SHORT PROBLEM
Nothing but the lines from the one with "the white balloon" to the final line should be returned, each exactly as it appears.

Dataset items

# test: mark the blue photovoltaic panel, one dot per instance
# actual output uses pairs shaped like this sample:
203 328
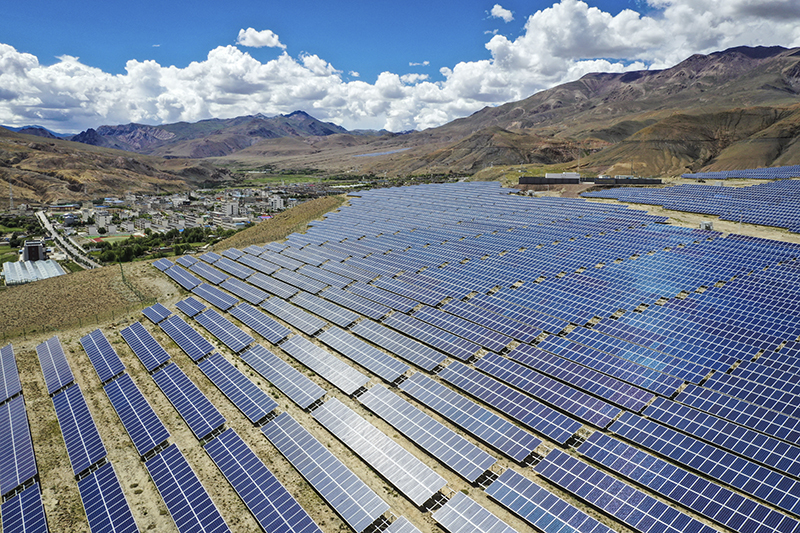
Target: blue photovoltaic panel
55 368
246 395
539 507
626 503
24 512
417 481
17 463
325 364
147 349
102 355
191 306
362 353
9 375
462 514
216 296
260 322
186 499
355 502
104 502
189 339
271 504
518 406
140 421
194 407
480 422
223 329
156 313
447 446
84 445
284 376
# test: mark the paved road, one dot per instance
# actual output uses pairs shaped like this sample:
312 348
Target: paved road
70 247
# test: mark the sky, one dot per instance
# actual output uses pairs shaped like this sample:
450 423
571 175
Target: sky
69 66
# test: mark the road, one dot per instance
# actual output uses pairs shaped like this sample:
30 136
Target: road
70 247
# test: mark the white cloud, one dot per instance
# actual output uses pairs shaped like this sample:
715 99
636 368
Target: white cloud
259 39
558 44
500 12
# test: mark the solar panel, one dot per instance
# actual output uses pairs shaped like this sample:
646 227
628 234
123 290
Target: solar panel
55 368
271 504
479 421
194 407
186 499
518 406
250 399
156 313
104 502
147 349
224 330
362 353
539 507
190 341
84 445
447 446
102 355
305 322
260 322
10 385
191 306
334 370
140 421
24 512
285 377
462 514
215 296
17 463
350 497
417 481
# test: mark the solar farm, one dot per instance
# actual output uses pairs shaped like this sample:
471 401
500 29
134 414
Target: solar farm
436 358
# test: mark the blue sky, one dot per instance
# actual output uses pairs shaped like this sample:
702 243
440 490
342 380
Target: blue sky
398 65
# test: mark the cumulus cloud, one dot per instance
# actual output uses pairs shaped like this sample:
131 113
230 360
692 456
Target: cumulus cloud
558 44
499 12
259 39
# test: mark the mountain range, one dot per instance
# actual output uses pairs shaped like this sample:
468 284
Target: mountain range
738 108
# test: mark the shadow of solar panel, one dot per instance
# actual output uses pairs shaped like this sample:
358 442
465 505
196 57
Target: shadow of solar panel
362 353
186 499
478 421
350 497
104 502
447 446
252 401
147 349
462 514
215 296
271 504
405 347
518 406
84 445
140 421
325 364
285 377
190 341
704 497
224 330
10 385
17 463
622 501
156 313
260 322
194 407
24 512
55 368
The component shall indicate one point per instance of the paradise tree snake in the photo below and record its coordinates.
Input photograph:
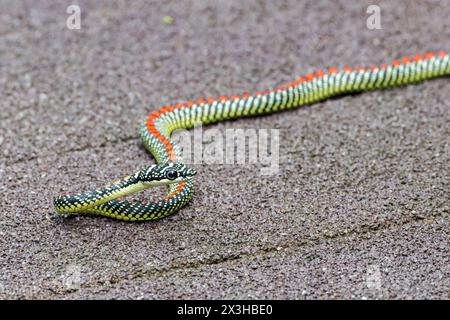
(170, 169)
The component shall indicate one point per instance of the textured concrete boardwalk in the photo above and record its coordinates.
(359, 209)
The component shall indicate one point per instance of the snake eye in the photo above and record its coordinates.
(171, 174)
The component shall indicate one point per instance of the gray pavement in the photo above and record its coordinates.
(359, 208)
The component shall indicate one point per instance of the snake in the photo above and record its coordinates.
(170, 170)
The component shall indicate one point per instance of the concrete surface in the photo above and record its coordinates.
(359, 209)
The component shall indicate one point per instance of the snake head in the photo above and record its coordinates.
(167, 173)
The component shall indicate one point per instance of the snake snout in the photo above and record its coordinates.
(191, 172)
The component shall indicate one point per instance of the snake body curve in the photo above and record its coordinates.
(156, 131)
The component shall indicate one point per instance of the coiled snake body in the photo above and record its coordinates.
(170, 169)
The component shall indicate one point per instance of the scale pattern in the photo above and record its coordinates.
(311, 88)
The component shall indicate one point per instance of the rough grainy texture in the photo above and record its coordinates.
(359, 208)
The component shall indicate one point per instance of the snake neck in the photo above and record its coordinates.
(120, 188)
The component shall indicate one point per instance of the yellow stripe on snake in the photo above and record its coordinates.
(170, 169)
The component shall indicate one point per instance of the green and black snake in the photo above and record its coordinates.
(170, 169)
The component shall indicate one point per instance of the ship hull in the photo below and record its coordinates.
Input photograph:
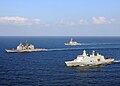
(72, 44)
(74, 63)
(27, 50)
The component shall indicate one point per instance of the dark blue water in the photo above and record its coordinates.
(48, 68)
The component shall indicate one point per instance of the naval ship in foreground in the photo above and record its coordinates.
(25, 48)
(92, 60)
(72, 43)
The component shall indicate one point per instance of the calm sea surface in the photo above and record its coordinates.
(48, 68)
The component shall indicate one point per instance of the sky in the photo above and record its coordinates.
(59, 17)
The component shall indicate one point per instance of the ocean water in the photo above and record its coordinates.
(48, 68)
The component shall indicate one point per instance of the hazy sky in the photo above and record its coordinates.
(59, 17)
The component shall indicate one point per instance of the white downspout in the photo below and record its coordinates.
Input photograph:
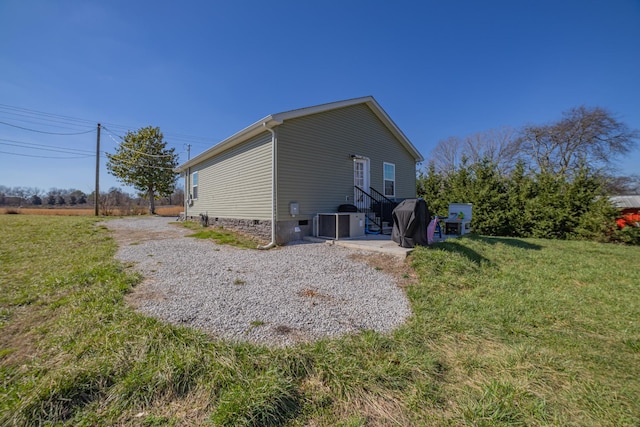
(274, 139)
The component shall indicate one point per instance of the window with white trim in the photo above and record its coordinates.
(389, 179)
(194, 185)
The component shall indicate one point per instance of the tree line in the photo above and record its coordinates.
(550, 181)
(114, 197)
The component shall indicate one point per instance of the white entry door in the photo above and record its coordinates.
(360, 179)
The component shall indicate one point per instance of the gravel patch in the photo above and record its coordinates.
(296, 293)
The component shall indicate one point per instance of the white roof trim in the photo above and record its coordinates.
(277, 119)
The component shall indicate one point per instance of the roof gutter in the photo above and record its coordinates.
(274, 140)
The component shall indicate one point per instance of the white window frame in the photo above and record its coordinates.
(194, 185)
(384, 179)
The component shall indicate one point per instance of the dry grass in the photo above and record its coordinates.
(162, 211)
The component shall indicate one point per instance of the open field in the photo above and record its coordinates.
(160, 210)
(504, 332)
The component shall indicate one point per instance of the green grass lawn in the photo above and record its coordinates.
(504, 332)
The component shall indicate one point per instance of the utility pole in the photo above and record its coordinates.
(96, 195)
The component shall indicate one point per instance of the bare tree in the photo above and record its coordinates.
(446, 156)
(495, 145)
(583, 137)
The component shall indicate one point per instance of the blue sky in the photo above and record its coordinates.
(202, 70)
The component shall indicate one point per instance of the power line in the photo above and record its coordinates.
(49, 133)
(69, 120)
(135, 151)
(46, 157)
(45, 147)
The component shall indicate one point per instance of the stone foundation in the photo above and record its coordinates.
(255, 227)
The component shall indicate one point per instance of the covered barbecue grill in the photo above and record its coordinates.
(410, 220)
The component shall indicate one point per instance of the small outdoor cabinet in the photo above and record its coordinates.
(340, 225)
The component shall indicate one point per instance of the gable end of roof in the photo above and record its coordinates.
(277, 119)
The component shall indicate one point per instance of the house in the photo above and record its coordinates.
(273, 177)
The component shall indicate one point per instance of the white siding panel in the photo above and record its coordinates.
(237, 182)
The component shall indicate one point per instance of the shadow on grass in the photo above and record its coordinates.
(457, 245)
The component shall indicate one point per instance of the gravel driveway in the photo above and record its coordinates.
(296, 293)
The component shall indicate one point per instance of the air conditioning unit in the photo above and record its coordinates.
(340, 225)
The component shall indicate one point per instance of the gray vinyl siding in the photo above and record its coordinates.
(314, 164)
(236, 183)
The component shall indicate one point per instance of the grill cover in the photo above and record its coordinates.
(410, 223)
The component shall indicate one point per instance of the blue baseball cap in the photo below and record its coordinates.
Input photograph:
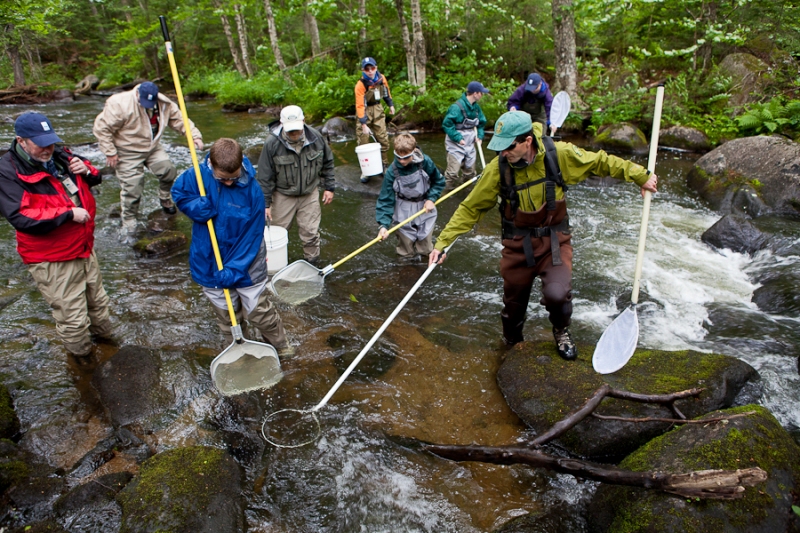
(476, 87)
(148, 94)
(36, 127)
(533, 82)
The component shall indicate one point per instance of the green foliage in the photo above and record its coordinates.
(771, 117)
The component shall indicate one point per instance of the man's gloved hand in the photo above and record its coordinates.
(224, 278)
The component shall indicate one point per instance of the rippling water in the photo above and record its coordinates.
(431, 376)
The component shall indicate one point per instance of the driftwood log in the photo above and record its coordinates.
(706, 484)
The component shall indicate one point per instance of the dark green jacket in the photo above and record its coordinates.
(455, 116)
(281, 168)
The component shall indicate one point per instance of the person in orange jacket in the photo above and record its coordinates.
(370, 89)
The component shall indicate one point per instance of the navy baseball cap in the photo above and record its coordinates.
(36, 127)
(533, 82)
(476, 87)
(148, 94)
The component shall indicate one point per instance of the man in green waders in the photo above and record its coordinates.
(530, 176)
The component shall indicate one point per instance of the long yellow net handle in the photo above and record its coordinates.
(403, 223)
(195, 163)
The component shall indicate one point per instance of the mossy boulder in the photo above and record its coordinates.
(684, 138)
(754, 175)
(749, 441)
(623, 137)
(130, 388)
(745, 71)
(185, 490)
(9, 422)
(161, 244)
(542, 389)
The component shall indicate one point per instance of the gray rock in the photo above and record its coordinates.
(736, 233)
(685, 138)
(750, 441)
(130, 385)
(756, 175)
(185, 490)
(746, 72)
(623, 137)
(542, 389)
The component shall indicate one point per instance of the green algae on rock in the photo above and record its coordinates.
(185, 490)
(749, 441)
(543, 389)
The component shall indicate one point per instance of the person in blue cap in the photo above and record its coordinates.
(370, 89)
(463, 125)
(129, 131)
(534, 97)
(529, 177)
(45, 195)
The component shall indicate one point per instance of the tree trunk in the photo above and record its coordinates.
(420, 58)
(565, 50)
(241, 27)
(410, 67)
(313, 30)
(362, 14)
(226, 28)
(273, 35)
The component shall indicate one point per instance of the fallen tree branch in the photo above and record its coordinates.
(706, 484)
(673, 420)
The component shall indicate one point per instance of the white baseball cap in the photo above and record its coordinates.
(292, 118)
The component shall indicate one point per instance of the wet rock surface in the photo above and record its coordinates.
(755, 175)
(187, 490)
(750, 441)
(623, 138)
(130, 385)
(543, 389)
(685, 138)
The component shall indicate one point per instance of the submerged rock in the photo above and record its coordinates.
(543, 389)
(130, 385)
(185, 490)
(623, 137)
(750, 441)
(755, 175)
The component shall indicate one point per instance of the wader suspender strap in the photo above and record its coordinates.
(509, 193)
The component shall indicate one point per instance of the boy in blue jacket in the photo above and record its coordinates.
(411, 183)
(235, 203)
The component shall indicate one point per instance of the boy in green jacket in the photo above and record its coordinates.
(411, 183)
(463, 125)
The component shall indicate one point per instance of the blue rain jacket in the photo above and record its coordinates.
(238, 215)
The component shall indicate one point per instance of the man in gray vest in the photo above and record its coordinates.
(463, 125)
(294, 163)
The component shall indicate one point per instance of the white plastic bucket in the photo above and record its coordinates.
(369, 157)
(277, 240)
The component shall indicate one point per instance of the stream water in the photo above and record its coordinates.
(431, 376)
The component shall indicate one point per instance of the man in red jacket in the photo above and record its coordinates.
(44, 194)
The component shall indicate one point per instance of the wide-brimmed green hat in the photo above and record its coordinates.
(507, 127)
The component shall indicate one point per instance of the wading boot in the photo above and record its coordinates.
(564, 345)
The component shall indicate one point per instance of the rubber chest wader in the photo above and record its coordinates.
(548, 220)
(374, 92)
(467, 123)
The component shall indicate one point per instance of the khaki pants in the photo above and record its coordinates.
(130, 173)
(309, 215)
(456, 162)
(407, 249)
(264, 317)
(376, 121)
(74, 289)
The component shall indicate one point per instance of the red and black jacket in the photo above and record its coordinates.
(40, 209)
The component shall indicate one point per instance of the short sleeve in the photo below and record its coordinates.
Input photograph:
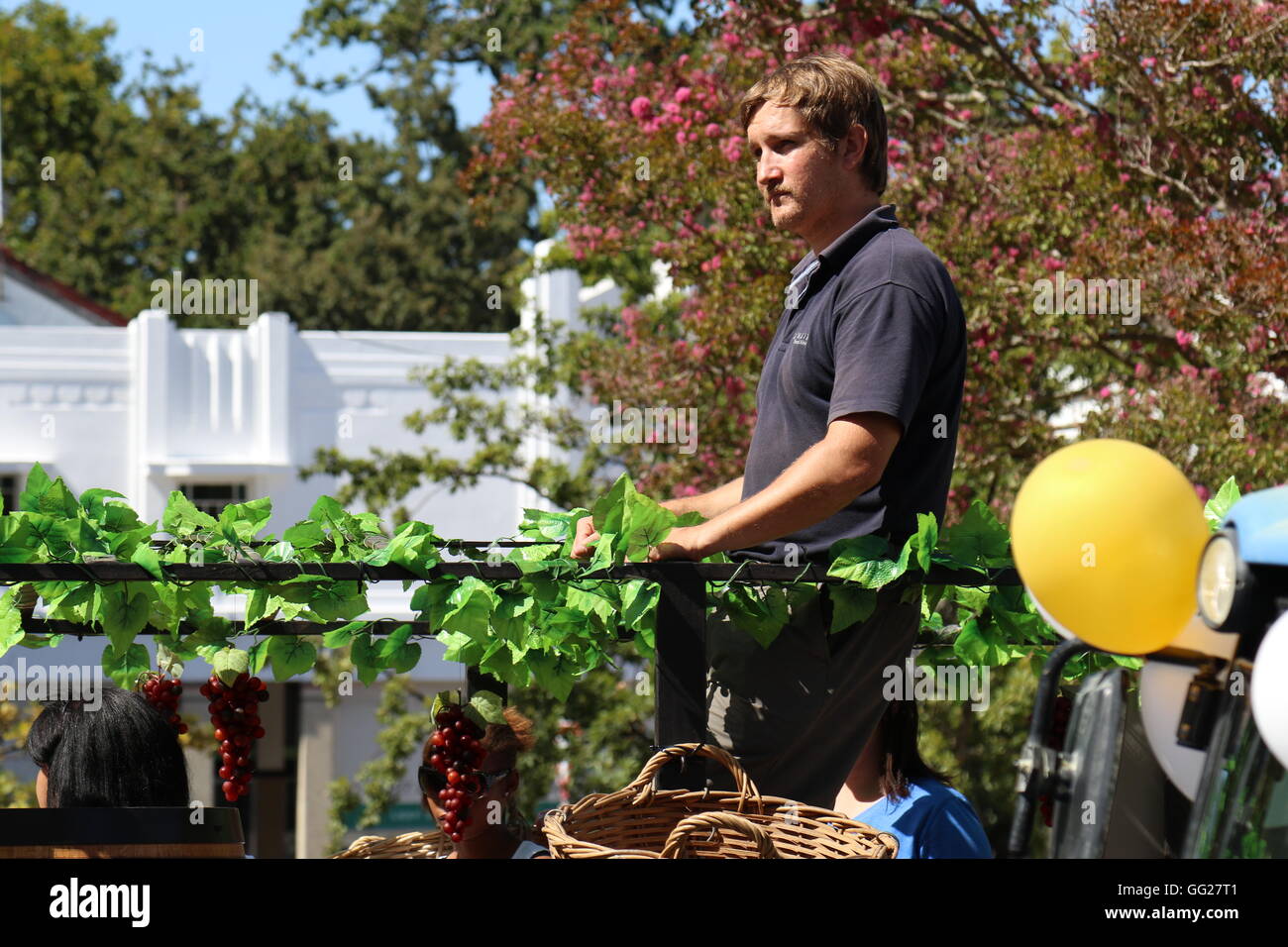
(953, 831)
(884, 347)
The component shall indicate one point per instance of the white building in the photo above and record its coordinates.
(146, 407)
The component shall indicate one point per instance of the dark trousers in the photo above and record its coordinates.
(799, 712)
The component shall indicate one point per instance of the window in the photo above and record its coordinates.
(211, 497)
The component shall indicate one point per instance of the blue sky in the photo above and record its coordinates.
(240, 39)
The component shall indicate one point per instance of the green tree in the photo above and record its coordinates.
(14, 723)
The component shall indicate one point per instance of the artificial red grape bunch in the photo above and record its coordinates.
(163, 693)
(1061, 711)
(456, 754)
(235, 712)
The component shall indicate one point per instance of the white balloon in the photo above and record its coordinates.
(1269, 689)
(1162, 697)
(1198, 637)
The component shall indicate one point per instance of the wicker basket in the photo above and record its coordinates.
(643, 822)
(406, 845)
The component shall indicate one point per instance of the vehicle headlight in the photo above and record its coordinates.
(1219, 579)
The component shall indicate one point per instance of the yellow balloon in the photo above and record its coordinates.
(1108, 536)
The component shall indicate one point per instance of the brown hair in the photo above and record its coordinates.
(901, 759)
(513, 736)
(832, 94)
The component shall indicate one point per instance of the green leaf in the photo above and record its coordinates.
(639, 604)
(38, 482)
(125, 667)
(168, 659)
(147, 558)
(974, 599)
(304, 535)
(230, 663)
(290, 655)
(979, 539)
(1220, 502)
(850, 605)
(240, 522)
(609, 510)
(549, 674)
(413, 548)
(979, 643)
(760, 617)
(11, 620)
(644, 523)
(926, 539)
(592, 603)
(50, 497)
(930, 598)
(123, 611)
(1021, 628)
(541, 525)
(366, 659)
(339, 600)
(338, 638)
(93, 502)
(472, 603)
(404, 659)
(462, 647)
(258, 656)
(432, 600)
(487, 706)
(181, 519)
(867, 562)
(445, 698)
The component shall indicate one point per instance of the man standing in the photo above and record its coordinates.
(857, 428)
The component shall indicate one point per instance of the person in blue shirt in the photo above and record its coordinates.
(893, 789)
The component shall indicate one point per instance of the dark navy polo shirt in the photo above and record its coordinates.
(876, 326)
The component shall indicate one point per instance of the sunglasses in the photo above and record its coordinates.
(432, 783)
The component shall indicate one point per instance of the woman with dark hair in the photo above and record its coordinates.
(121, 754)
(893, 789)
(494, 828)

REPLY
The component shall indicate one point per instance of the white balloon in the photo above and record its coordinates.
(1269, 689)
(1162, 697)
(1198, 637)
The component shall indicate one point per instance of the wicker basket in the photo above and record its coordinates.
(643, 822)
(406, 845)
The component shall indicate one point per instance of the vehicle headlight in the photo above and record its coordinates.
(1219, 579)
The component shall indicate one point per instance of the yellow balloon in the photo above and record its coordinates.
(1108, 536)
The component shall indicate one point per instance of the brown hair in the photo above and record its coordinates.
(901, 759)
(513, 736)
(832, 94)
The component shall indicate one point per instance of the green leaf in the photo above and record its coordinates.
(639, 604)
(38, 482)
(125, 667)
(168, 659)
(147, 558)
(974, 599)
(304, 535)
(230, 663)
(290, 655)
(979, 539)
(1220, 502)
(850, 605)
(240, 522)
(609, 510)
(549, 674)
(413, 548)
(979, 643)
(760, 617)
(11, 620)
(644, 523)
(926, 539)
(592, 603)
(50, 497)
(930, 598)
(123, 611)
(1021, 628)
(541, 525)
(366, 659)
(339, 600)
(338, 638)
(93, 502)
(472, 603)
(404, 659)
(462, 647)
(258, 656)
(432, 600)
(487, 706)
(181, 519)
(867, 562)
(445, 698)
The component shall indicate one point per instance of the man standing in the photo above and record its coordinates.
(857, 428)
The component shall indicate one point per instance of the person in blue shirt in the photo above and record its coordinates.
(893, 789)
The component shall indicate one point per instance of the dark navy polo shirt in the photo above and record its coordinates.
(876, 326)
The component shall indicate one point per instance of the sunglasses in the photo above and record its coordinates.
(432, 783)
The component shall indicate one point per instance of the woman with dark hair in the photo above and record its coordinates.
(121, 754)
(893, 789)
(494, 828)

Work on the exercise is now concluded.